§ EXERCISE GOAL
Leave out the pictures and copy everything else below exactly.

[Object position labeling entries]
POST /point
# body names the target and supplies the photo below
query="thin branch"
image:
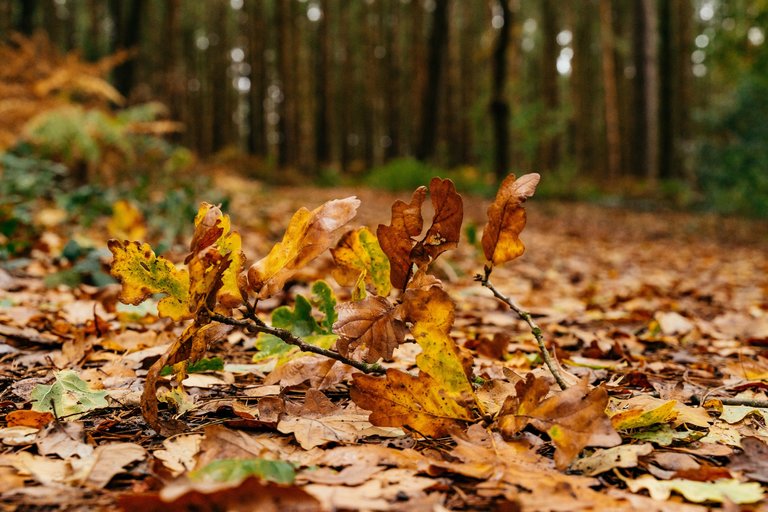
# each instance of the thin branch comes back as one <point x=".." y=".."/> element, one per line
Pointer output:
<point x="252" y="325"/>
<point x="748" y="402"/>
<point x="526" y="317"/>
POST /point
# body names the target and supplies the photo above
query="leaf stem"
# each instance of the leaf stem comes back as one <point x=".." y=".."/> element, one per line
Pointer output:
<point x="255" y="325"/>
<point x="526" y="317"/>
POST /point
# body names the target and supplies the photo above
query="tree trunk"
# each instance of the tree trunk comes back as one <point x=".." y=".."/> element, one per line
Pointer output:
<point x="438" y="38"/>
<point x="499" y="107"/>
<point x="127" y="37"/>
<point x="322" y="123"/>
<point x="612" y="130"/>
<point x="549" y="145"/>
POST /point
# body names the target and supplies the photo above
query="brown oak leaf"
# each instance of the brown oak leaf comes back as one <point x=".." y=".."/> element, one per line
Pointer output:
<point x="371" y="326"/>
<point x="397" y="239"/>
<point x="506" y="219"/>
<point x="573" y="419"/>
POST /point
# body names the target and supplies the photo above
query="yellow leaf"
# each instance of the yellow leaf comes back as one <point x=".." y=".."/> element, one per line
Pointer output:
<point x="506" y="219"/>
<point x="307" y="236"/>
<point x="359" y="255"/>
<point x="142" y="274"/>
<point x="402" y="399"/>
<point x="441" y="397"/>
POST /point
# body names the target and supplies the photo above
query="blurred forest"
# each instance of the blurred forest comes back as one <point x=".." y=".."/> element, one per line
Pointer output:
<point x="645" y="97"/>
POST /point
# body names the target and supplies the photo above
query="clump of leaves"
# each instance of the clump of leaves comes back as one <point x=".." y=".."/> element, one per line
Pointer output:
<point x="439" y="399"/>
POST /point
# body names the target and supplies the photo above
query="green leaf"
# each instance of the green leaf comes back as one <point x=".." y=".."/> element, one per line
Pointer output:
<point x="237" y="470"/>
<point x="325" y="300"/>
<point x="68" y="396"/>
<point x="719" y="491"/>
<point x="206" y="364"/>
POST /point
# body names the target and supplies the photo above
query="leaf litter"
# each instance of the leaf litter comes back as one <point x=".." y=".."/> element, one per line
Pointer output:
<point x="658" y="321"/>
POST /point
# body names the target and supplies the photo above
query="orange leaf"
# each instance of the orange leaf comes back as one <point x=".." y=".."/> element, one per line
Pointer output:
<point x="34" y="419"/>
<point x="444" y="232"/>
<point x="506" y="219"/>
<point x="371" y="326"/>
<point x="397" y="239"/>
<point x="574" y="418"/>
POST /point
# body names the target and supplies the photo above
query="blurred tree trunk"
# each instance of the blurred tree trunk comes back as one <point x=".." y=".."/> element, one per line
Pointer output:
<point x="549" y="144"/>
<point x="646" y="104"/>
<point x="499" y="107"/>
<point x="322" y="122"/>
<point x="583" y="90"/>
<point x="127" y="18"/>
<point x="282" y="50"/>
<point x="26" y="20"/>
<point x="438" y="38"/>
<point x="612" y="129"/>
<point x="258" y="36"/>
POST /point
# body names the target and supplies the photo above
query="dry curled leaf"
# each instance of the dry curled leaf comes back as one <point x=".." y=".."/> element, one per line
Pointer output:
<point x="398" y="238"/>
<point x="506" y="219"/>
<point x="308" y="234"/>
<point x="371" y="327"/>
<point x="573" y="418"/>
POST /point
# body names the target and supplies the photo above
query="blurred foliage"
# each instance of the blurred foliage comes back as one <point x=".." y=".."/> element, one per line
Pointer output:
<point x="409" y="173"/>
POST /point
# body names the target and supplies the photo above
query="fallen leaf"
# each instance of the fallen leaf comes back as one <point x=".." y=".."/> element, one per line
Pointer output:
<point x="370" y="329"/>
<point x="358" y="255"/>
<point x="721" y="491"/>
<point x="308" y="234"/>
<point x="69" y="396"/>
<point x="398" y="238"/>
<point x="26" y="418"/>
<point x="106" y="461"/>
<point x="573" y="418"/>
<point x="623" y="456"/>
<point x="143" y="274"/>
<point x="444" y="232"/>
<point x="178" y="453"/>
<point x="506" y="219"/>
<point x="753" y="460"/>
<point x="250" y="494"/>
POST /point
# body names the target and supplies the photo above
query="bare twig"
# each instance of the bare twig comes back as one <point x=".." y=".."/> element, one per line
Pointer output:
<point x="526" y="317"/>
<point x="253" y="324"/>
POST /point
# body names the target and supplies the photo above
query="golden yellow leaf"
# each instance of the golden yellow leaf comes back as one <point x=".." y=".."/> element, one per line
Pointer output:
<point x="506" y="219"/>
<point x="308" y="234"/>
<point x="358" y="255"/>
<point x="142" y="274"/>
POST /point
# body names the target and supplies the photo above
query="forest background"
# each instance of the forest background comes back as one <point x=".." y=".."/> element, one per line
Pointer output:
<point x="638" y="98"/>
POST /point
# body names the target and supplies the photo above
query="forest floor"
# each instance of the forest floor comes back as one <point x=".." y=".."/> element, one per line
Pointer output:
<point x="666" y="311"/>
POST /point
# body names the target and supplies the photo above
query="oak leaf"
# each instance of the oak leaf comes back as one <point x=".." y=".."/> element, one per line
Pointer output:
<point x="371" y="326"/>
<point x="143" y="274"/>
<point x="398" y="238"/>
<point x="358" y="256"/>
<point x="506" y="219"/>
<point x="573" y="418"/>
<point x="440" y="398"/>
<point x="308" y="234"/>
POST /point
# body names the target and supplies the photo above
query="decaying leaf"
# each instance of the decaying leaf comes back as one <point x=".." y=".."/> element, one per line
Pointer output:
<point x="358" y="256"/>
<point x="371" y="327"/>
<point x="142" y="274"/>
<point x="397" y="239"/>
<point x="573" y="418"/>
<point x="720" y="491"/>
<point x="623" y="456"/>
<point x="444" y="232"/>
<point x="506" y="219"/>
<point x="308" y="234"/>
<point x="441" y="397"/>
<point x="69" y="396"/>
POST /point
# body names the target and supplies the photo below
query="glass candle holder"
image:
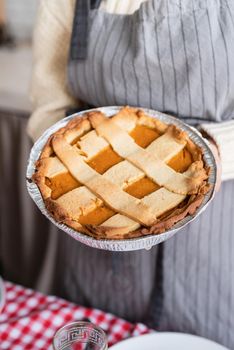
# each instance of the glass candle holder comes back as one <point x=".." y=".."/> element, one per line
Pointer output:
<point x="80" y="336"/>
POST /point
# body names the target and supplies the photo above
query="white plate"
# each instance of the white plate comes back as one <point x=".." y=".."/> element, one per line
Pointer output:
<point x="167" y="341"/>
<point x="2" y="294"/>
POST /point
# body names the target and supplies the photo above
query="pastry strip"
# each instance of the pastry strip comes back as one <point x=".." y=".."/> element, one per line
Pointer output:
<point x="153" y="167"/>
<point x="110" y="193"/>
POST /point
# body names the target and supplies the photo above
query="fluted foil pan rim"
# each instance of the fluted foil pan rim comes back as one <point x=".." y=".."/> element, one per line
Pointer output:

§ ANSWER FOR THIS EXERCISE
POST /point
# body names the target and supplies the photo below
query="thin branch"
image:
# each instance of the thin branch comes back as one <point x=".." y=".."/> element, one per line
Pointer output:
<point x="252" y="325"/>
<point x="748" y="402"/>
<point x="526" y="317"/>
POST /point
# body names the target and supplies the photo above
query="leaf stem"
# each instance of the leaf stem comes back as one <point x=".." y=".."/> element, one per line
Pointer output:
<point x="255" y="325"/>
<point x="526" y="317"/>
POST /point
# body names the target and supplies the photo above
query="tree trunk"
# each instance of the tree trunk comes back as one <point x=".." y=".."/> element, one per line
Pointer output:
<point x="438" y="38"/>
<point x="499" y="107"/>
<point x="127" y="37"/>
<point x="322" y="123"/>
<point x="612" y="130"/>
<point x="549" y="145"/>
POST /point
# body names the target and supplies the photo above
query="brown oak leaf"
# each instance of the brown oak leaf comes back as one <point x=".." y=".."/> element, one per line
Pointer output:
<point x="371" y="326"/>
<point x="397" y="239"/>
<point x="506" y="219"/>
<point x="573" y="419"/>
POST /point
# body names the target and supplies the photo above
query="yellow leaf"
# each instance of the yellow leaf comes back as one <point x=".." y=".."/> element, one per line
Pointer output:
<point x="506" y="219"/>
<point x="307" y="236"/>
<point x="359" y="255"/>
<point x="142" y="274"/>
<point x="402" y="399"/>
<point x="441" y="397"/>
POST /point
# body names the target and supplies the photo above
query="blurred forest"
# each instance of the blurred forest comes back as one <point x=".." y=".."/> element, one per line
Pointer output:
<point x="645" y="97"/>
POST /point
# body names the target and supplies the photo above
query="clump of leaves"
# each instance of the clump of leaves comes back as one <point x=".." y=".."/> element, one per line
Pointer output:
<point x="439" y="399"/>
POST /point
# body names the target and supplies the photo above
query="green leaf"
# each instance of the green leaf comes back as one <point x=".." y=".."/> element, one per line
Pointer output:
<point x="237" y="470"/>
<point x="325" y="300"/>
<point x="68" y="396"/>
<point x="719" y="491"/>
<point x="206" y="364"/>
POST /point
# body names the target and supplies the photo above
query="leaf litter"
# each instance of the leaf litter comes back as one <point x=".." y=".."/> element, one per line
Pointer output:
<point x="658" y="321"/>
POST /point
# body names the target and supplies the photo above
query="orange leaf"
# each instance of the orange leaf comes back as one <point x=".." y=".."/> element, one per line
Pointer output:
<point x="34" y="419"/>
<point x="444" y="232"/>
<point x="506" y="219"/>
<point x="371" y="326"/>
<point x="397" y="239"/>
<point x="574" y="418"/>
POST /point
# body names the target and supplies the photo above
query="blurred tree trunk"
# each instance of the blurred tree trunk comes back as one <point x=".." y=".."/> element, one per line
Pointer output:
<point x="549" y="144"/>
<point x="646" y="104"/>
<point x="499" y="107"/>
<point x="322" y="122"/>
<point x="583" y="90"/>
<point x="127" y="18"/>
<point x="282" y="50"/>
<point x="26" y="20"/>
<point x="438" y="38"/>
<point x="612" y="129"/>
<point x="258" y="36"/>
POST /point
# body names the target and supplies the photo above
query="dry curled leaf"
# each instance of the dry curled leaf comes back as one <point x=".." y=".."/> element, one per line
Pointer output:
<point x="398" y="238"/>
<point x="506" y="219"/>
<point x="308" y="234"/>
<point x="371" y="327"/>
<point x="573" y="418"/>
POST /point
# body names the target and supplies the photo above
query="blurred foliage"
# each instance of the blurred foliage comes back as one <point x=".." y=".."/> element, one per line
Pointer output:
<point x="409" y="173"/>
POST /point
# body names the target and supplies the photo above
query="fallen leaf"
# each instance of the fallen leaf comes back as one <point x=".." y=".."/> element, one per line
Pointer output:
<point x="370" y="329"/>
<point x="358" y="255"/>
<point x="721" y="491"/>
<point x="308" y="234"/>
<point x="69" y="396"/>
<point x="398" y="238"/>
<point x="26" y="418"/>
<point x="106" y="461"/>
<point x="573" y="418"/>
<point x="623" y="456"/>
<point x="143" y="274"/>
<point x="444" y="232"/>
<point x="178" y="453"/>
<point x="506" y="219"/>
<point x="753" y="460"/>
<point x="250" y="494"/>
POST /point
# body names the target and supplies the photo above
query="bare twig"
# each instance of the bare twig comes back as one <point x=".." y=".."/> element, one per line
Pointer output:
<point x="526" y="317"/>
<point x="253" y="324"/>
POST /point
# body names the target and supplies the photo above
query="golden yellow leaf"
# each instance of the golden yellow leaf comes back as one <point x=".." y=".."/> element, one per line
Pointer output:
<point x="506" y="219"/>
<point x="308" y="234"/>
<point x="358" y="255"/>
<point x="142" y="274"/>
POST /point
# body names the target and supplies the photo above
query="forest background"
# each instance of the forest background comes back as one <point x=".." y=".."/> element, one per line
Pointer output:
<point x="638" y="98"/>
POST /point
# body names the target and supplies the photo above
query="forest floor"
# each instance of the forest floor comes back as one <point x=".." y=".."/> element, one per line
Pointer output:
<point x="666" y="311"/>
POST /point
# body names the target and supplies the photo above
query="oak leaf"
# each instance of the oak leaf comes back as one <point x=".." y=".."/> element, one per line
Pointer output:
<point x="371" y="326"/>
<point x="143" y="274"/>
<point x="398" y="238"/>
<point x="358" y="256"/>
<point x="506" y="219"/>
<point x="573" y="418"/>
<point x="440" y="398"/>
<point x="308" y="234"/>
POST /point
# body names the target and supplies the photo above
query="decaying leaf"
# each instance of the decaying leaf comes back as one <point x=".." y=".."/> element, one per line
Pointer output:
<point x="358" y="256"/>
<point x="371" y="327"/>
<point x="142" y="274"/>
<point x="397" y="239"/>
<point x="573" y="418"/>
<point x="720" y="491"/>
<point x="623" y="456"/>
<point x="444" y="232"/>
<point x="506" y="219"/>
<point x="308" y="234"/>
<point x="441" y="397"/>
<point x="69" y="396"/>
POST /point
# body names the target and supplies the photo below
query="glass candle holder"
image:
# each instance of the glass candle holder comes back as one <point x=".." y=".."/> element, one per line
Pointer output:
<point x="80" y="336"/>
POST /point
# body names the target and supplies the photo above
query="white plate"
# each instance of the white plate comes back as one <point x=".." y=".."/> element, one per line
Pointer output:
<point x="167" y="341"/>
<point x="2" y="294"/>
POST /point
# body names the target and supplies the photo above
query="pastry strip"
# each instance of the pastry strip comes back as one <point x=".." y=".."/> element, one per line
Pointer output:
<point x="153" y="167"/>
<point x="110" y="193"/>
POST /point
# body names the target and supplies the photo above
query="fluted foil pan rim"
# each instance of the fluted foil pan rim comes back as one <point x=".." y=".."/> element, one per line
Pointer output:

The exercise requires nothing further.